_Your instructions_.
Rewrite every line of the entries below as a Markdown table with the columns "Row" and "Line," numbering the rows in order and omitting blank lines. Leave the pictures out of the table.

_Exercise data_.
● ● ● ●
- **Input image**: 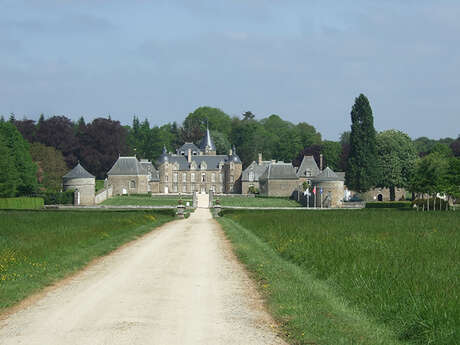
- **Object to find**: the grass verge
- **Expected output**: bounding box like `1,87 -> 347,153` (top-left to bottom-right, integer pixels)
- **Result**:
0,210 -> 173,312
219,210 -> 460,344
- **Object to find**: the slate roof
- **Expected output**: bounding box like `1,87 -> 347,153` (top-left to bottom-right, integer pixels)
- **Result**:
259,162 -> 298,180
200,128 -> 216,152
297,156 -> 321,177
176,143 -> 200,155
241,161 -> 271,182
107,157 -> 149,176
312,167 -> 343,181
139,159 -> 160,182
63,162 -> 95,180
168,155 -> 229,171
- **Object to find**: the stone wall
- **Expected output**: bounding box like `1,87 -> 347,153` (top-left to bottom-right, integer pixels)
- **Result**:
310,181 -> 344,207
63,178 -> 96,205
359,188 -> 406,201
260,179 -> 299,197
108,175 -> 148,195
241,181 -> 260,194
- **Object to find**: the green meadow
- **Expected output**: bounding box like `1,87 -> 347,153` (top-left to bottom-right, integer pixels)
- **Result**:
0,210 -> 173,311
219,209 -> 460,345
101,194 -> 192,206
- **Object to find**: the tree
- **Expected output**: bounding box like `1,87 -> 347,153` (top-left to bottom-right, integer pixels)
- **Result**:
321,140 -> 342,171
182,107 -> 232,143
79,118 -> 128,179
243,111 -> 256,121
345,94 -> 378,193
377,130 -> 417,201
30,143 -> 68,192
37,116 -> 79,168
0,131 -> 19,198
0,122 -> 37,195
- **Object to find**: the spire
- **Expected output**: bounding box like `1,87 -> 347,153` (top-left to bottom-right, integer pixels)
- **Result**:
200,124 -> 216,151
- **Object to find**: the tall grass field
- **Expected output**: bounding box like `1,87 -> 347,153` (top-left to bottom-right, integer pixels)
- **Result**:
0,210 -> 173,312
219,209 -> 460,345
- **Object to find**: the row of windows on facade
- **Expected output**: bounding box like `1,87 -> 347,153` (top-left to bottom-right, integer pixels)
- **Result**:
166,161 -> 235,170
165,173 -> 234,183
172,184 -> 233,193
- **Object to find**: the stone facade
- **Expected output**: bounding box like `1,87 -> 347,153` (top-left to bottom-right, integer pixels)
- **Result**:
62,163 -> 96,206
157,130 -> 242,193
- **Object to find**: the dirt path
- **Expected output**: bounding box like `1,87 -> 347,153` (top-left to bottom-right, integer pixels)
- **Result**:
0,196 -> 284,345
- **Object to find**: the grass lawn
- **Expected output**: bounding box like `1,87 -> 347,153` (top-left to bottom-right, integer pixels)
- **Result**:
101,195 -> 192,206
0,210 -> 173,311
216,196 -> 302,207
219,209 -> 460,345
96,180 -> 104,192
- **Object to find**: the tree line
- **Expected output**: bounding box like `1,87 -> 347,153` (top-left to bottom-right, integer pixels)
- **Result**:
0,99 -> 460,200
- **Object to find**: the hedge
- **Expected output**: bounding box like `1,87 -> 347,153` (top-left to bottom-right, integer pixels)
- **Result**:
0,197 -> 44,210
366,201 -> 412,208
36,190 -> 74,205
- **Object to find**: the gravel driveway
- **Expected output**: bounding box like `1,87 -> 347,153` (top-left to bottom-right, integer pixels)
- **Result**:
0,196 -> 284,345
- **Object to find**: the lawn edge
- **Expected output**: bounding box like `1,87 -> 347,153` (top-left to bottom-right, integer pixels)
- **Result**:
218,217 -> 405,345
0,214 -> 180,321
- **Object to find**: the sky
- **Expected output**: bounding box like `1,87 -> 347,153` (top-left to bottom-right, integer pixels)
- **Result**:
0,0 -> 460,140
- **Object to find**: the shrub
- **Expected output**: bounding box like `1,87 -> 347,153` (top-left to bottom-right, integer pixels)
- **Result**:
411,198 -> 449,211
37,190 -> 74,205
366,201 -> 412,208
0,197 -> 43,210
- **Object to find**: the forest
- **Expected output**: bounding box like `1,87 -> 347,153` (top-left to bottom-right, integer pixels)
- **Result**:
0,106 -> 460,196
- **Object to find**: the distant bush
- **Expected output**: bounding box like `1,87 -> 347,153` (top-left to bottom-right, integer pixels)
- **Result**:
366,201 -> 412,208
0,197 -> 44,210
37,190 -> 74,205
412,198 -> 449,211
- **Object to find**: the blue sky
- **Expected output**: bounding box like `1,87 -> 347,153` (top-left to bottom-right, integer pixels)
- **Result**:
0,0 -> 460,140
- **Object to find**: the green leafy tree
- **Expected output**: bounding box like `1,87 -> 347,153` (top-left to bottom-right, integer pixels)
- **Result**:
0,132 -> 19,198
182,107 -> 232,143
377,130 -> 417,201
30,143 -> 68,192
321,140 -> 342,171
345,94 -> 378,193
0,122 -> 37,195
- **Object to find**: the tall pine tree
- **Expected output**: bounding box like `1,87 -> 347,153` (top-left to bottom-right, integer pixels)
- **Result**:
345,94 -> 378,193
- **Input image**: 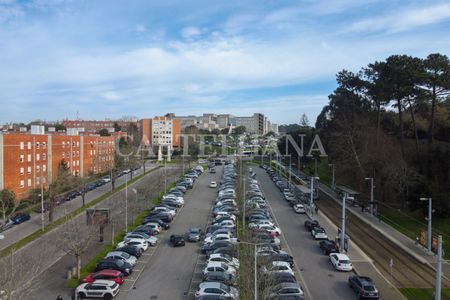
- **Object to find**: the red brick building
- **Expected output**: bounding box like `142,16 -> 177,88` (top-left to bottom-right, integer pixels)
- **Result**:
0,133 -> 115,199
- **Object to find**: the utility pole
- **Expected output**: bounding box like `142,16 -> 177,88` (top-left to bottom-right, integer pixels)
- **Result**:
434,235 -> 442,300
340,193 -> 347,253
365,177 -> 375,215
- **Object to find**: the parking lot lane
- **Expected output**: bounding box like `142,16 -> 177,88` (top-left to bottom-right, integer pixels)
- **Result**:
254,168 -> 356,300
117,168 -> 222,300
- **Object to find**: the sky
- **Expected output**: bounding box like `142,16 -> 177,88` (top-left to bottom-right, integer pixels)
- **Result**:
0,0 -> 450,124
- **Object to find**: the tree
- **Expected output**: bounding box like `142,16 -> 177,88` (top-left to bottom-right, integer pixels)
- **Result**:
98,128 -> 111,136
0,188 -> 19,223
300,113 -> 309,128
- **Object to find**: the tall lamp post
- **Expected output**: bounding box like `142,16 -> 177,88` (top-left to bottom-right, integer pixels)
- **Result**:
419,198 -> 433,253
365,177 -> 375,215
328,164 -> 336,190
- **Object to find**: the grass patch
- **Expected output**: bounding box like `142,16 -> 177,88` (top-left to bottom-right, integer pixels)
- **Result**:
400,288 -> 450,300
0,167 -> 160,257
● ● ● ●
_Task solution_.
| Row | Line |
|---|---|
| 1 | - **Input image**:  |
| 2 | - **Object to find**: the grass verge |
| 3 | - **Expected output**: bounding box like `1,87 -> 347,153` (top-left to bottom-right, integer pixels) |
| 4 | - **Result**: |
| 5 | 0,210 -> 173,312 |
| 6 | 219,210 -> 460,344 |
| 7 | - **Object to find**: the slate roof |
| 8 | - **Expected output**: bounding box like `1,87 -> 347,153` (top-left to bottom-right, integer pixels) |
| 9 | - **Result**: |
| 10 | 259,162 -> 298,180 |
| 11 | 200,128 -> 216,152 |
| 12 | 297,156 -> 321,177 |
| 13 | 176,143 -> 200,155 |
| 14 | 241,161 -> 271,182 |
| 15 | 107,157 -> 149,176 |
| 16 | 312,167 -> 343,181 |
| 17 | 139,159 -> 160,182 |
| 18 | 63,162 -> 95,180 |
| 19 | 168,155 -> 229,171 |
| 20 | - **Object to find**: the stone wall |
| 21 | - **Expected output**: bounding box like `1,87 -> 347,153` (top-left to bottom-right, integer pixels) |
| 22 | - **Result**: |
| 23 | 310,181 -> 344,207 |
| 24 | 63,178 -> 96,205 |
| 25 | 359,188 -> 406,201 |
| 26 | 260,179 -> 299,197 |
| 27 | 108,175 -> 148,195 |
| 28 | 241,181 -> 260,194 |
| 29 | - **Object to find**: the green meadow |
| 30 | - **Expected output**: bounding box like `1,87 -> 347,153` (top-left to bottom-right, integer pixels) |
| 31 | - **Result**: |
| 32 | 0,210 -> 173,311 |
| 33 | 219,209 -> 460,345 |
| 34 | 101,194 -> 192,206 |
| 35 | - **Object to find**: the tree |
| 36 | - **Expected output**: bounding box like `1,87 -> 347,153` (top-left to bottom-right, integer pixels) |
| 37 | - **Result**: |
| 38 | 321,140 -> 342,171 |
| 39 | 182,107 -> 232,143 |
| 40 | 79,118 -> 128,179 |
| 41 | 243,111 -> 256,121 |
| 42 | 345,94 -> 378,193 |
| 43 | 377,130 -> 417,201 |
| 44 | 30,143 -> 68,192 |
| 45 | 37,116 -> 79,168 |
| 46 | 0,131 -> 19,198 |
| 47 | 0,122 -> 37,195 |
| 48 | - **Object to find**: the spire |
| 49 | - **Expected output**: bounding box like `1,87 -> 347,153` (top-left to bottom-right, integer pixels) |
| 50 | - **Result**: |
| 51 | 200,124 -> 216,151 |
| 52 | - **Object to find**: the tall grass field |
| 53 | - **Expected output**: bounding box like `1,87 -> 347,153` (top-left to bottom-right, integer pixels) |
| 54 | - **Result**: |
| 55 | 0,210 -> 173,312 |
| 56 | 219,209 -> 460,345 |
| 57 | - **Object to find**: the row of windows on facade |
| 58 | - **Expected output**: bounding box like `1,87 -> 347,153` (top-left to bottom-right, integer pixels) |
| 59 | - **Result**: |
| 60 | 166,161 -> 235,170 |
| 61 | 165,173 -> 234,183 |
| 62 | 172,184 -> 233,193 |
| 63 | - **Object to find**: the stone facade |
| 64 | - **Expected output**: bounding box like `1,87 -> 347,153` (top-left to bottom-right, integer pixels) |
| 65 | - **Result**: |
| 66 | 62,163 -> 96,206 |
| 67 | 157,130 -> 242,193 |
| 68 | - **Object to find**: the dirt path |
| 69 | - **Expected output**: bounding box like `1,87 -> 347,153` (top-left to bottom-right, integer pixels) |
| 70 | - **Result**: |
| 71 | 0,196 -> 284,345 |
| 72 | - **Object to find**: the grass lawn |
| 73 | - **Expected output**: bounding box like `1,87 -> 347,153` (top-left to bottom-right, integer pixels) |
| 74 | - **Result**: |
| 75 | 101,195 -> 192,206 |
| 76 | 0,210 -> 173,311 |
| 77 | 216,196 -> 302,207 |
| 78 | 219,209 -> 460,345 |
| 79 | 96,180 -> 104,192 |
| 80 | - **Object to find**: the tree line |
| 81 | - **Expected output**: bounding box like `1,87 -> 347,153` (top-left to bottom-right, integer pixels) |
| 82 | - **Result**: |
| 83 | 0,99 -> 460,200 |
| 84 | - **Object to find**: the hedge |
| 85 | - **Expected output**: bounding box like `1,87 -> 347,153` (top-left to bottom-right, integer pixels) |
| 86 | - **Result**: |
| 87 | 0,197 -> 44,210 |
| 88 | 366,201 -> 412,208 |
| 89 | 36,190 -> 74,205 |
| 90 | - **Object to find**: the gravel driveway |
| 91 | - **Expected output**: bounding box like `1,87 -> 347,153` (top-left to bottom-right, integer pixels) |
| 92 | - **Result**: |
| 93 | 0,196 -> 284,345 |
| 94 | - **Object to find**: the lawn edge |
| 95 | - **Expected output**: bounding box like `1,87 -> 347,153` (top-left to bottom-right, integer pixels) |
| 96 | - **Result**: |
| 97 | 218,217 -> 405,345 |
| 98 | 0,214 -> 180,321 |
| 99 | - **Object to find**: the sky |
| 100 | - **Expected output**: bounding box like `1,87 -> 347,153` (top-left to bottom-right, integer pixels) |
| 101 | - **Result**: |
| 102 | 0,0 -> 460,140 |
| 103 | - **Object to find**: the shrub |
| 104 | - **Expected output**: bounding box like `1,87 -> 347,153` (top-left to bottom-right, integer pixels) |
| 105 | - **Result**: |
| 106 | 411,198 -> 449,211 |
| 107 | 37,190 -> 74,205 |
| 108 | 366,201 -> 412,208 |
| 109 | 0,197 -> 43,210 |
| 110 | - **Object to find**: the forest |
| 111 | - **Expected output**: bounding box like `1,87 -> 347,153` (top-left to bottom-right, integer pixels) |
| 112 | - **Result**: |
| 113 | 0,106 -> 460,196 |
| 114 | - **Object to find**: the distant bush |
| 115 | - **Expected output**: bounding box like `1,87 -> 347,153` (top-left to bottom-right, integer pixels) |
| 116 | - **Result**: |
| 117 | 366,201 -> 412,208 |
| 118 | 0,197 -> 44,210 |
| 119 | 37,190 -> 74,205 |
| 120 | 412,198 -> 449,211 |
| 121 | - **Object to find**: the blue sky |
| 122 | - **Expected output**: bounding box like `1,87 -> 347,153` (top-left to bottom-right, integer pixels) |
| 123 | - **Result**: |
| 124 | 0,0 -> 460,140 |
| 125 | - **Object to find**: the green leafy tree |
| 126 | - **Expected output**: bounding box like `1,87 -> 347,153` (top-left to bottom-right, integer pixels) |
| 127 | - **Result**: |
| 128 | 0,132 -> 19,198 |
| 129 | 182,107 -> 232,143 |
| 130 | 377,130 -> 417,201 |
| 131 | 30,143 -> 68,192 |
| 132 | 321,140 -> 342,171 |
| 133 | 345,94 -> 378,193 |
| 134 | 0,122 -> 37,195 |
| 135 | - **Object to find**: the tall pine tree |
| 136 | - **Expected output**: bounding box like `1,87 -> 347,153` (top-left to bottom-right, integer pixels) |
| 137 | - **Result**: |
| 138 | 345,94 -> 378,193 |
| 139 | - **Input image**:  |
| 140 | - **Object to find**: the red brick building |
| 141 | - **Expected output**: bounding box like `142,16 -> 177,88` (top-left to bottom-right, integer pixels) |
| 142 | - **Result**: |
| 143 | 0,133 -> 115,199 |
| 144 | - **Object to find**: the utility pole |
| 145 | - **Expected output**: bounding box like `142,16 -> 177,88` (top-left to bottom-right, integer pixels) |
| 146 | - **Result**: |
| 147 | 434,235 -> 442,300 |
| 148 | 340,193 -> 347,253 |
| 149 | 365,177 -> 375,215 |
| 150 | - **Object to find**: the parking lot lane |
| 151 | - **Expected output**: bounding box like `142,16 -> 177,88` (top-left to bottom-right, integer pixels) |
| 152 | - **Result**: |
| 153 | 254,168 -> 356,300 |
| 154 | 117,168 -> 222,300 |
| 155 | - **Object to find**: the sky |
| 156 | - **Expected output**: bounding box like `142,16 -> 177,88` (top-left to bottom-right, integer pixels) |
| 157 | - **Result**: |
| 158 | 0,0 -> 450,124 |
| 159 | - **Object to find**: the tree |
| 160 | - **Expected output**: bounding box like `142,16 -> 177,88` (top-left to bottom-right, integer pixels) |
| 161 | - **Result**: |
| 162 | 98,128 -> 111,136 |
| 163 | 0,188 -> 19,223 |
| 164 | 300,113 -> 309,128 |
| 165 | - **Object to find**: the tall lamp post |
| 166 | - **Expected output**: bounding box like `142,16 -> 177,88` (top-left to bottom-right, integer pixels) |
| 167 | - **Result**: |
| 168 | 419,198 -> 433,253 |
| 169 | 365,177 -> 375,215 |
| 170 | 328,164 -> 336,190 |
| 171 | - **Object to find**: the grass patch |
| 172 | - **Expected output**: bounding box like `142,16 -> 177,88` (top-left to bottom-right, integer pixels) |
| 173 | - **Result**: |
| 174 | 400,288 -> 450,300 |
| 175 | 0,167 -> 160,257 |